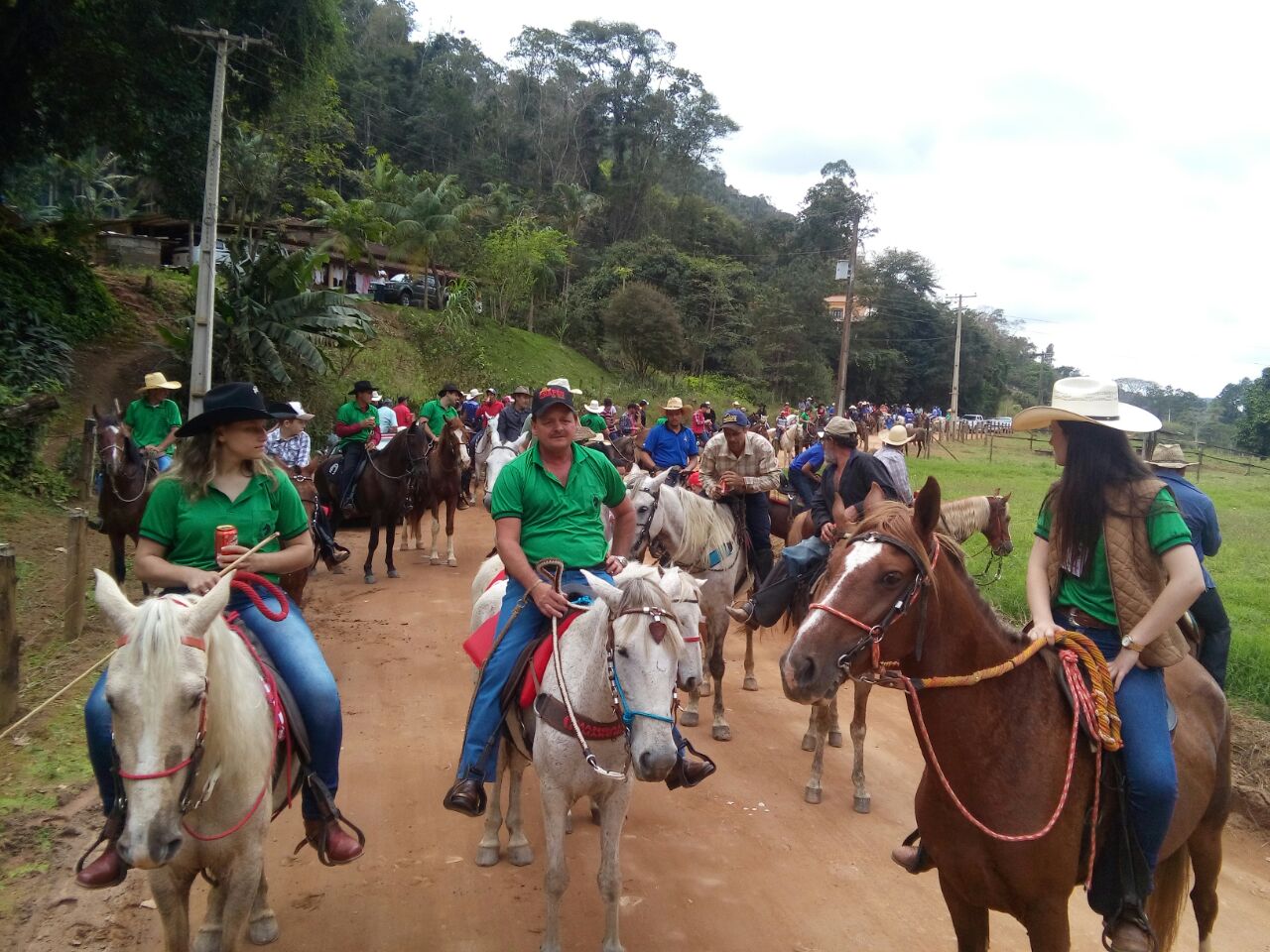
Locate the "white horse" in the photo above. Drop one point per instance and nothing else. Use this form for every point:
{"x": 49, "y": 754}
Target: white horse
{"x": 699, "y": 537}
{"x": 624, "y": 636}
{"x": 181, "y": 664}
+ + + + +
Print the records above again exactly. Leave out the images.

Locate the "white horse" in the photo above. Drop one point per instance and nothing else. Use this form for every point:
{"x": 49, "y": 754}
Target: white horse
{"x": 699, "y": 537}
{"x": 624, "y": 636}
{"x": 181, "y": 664}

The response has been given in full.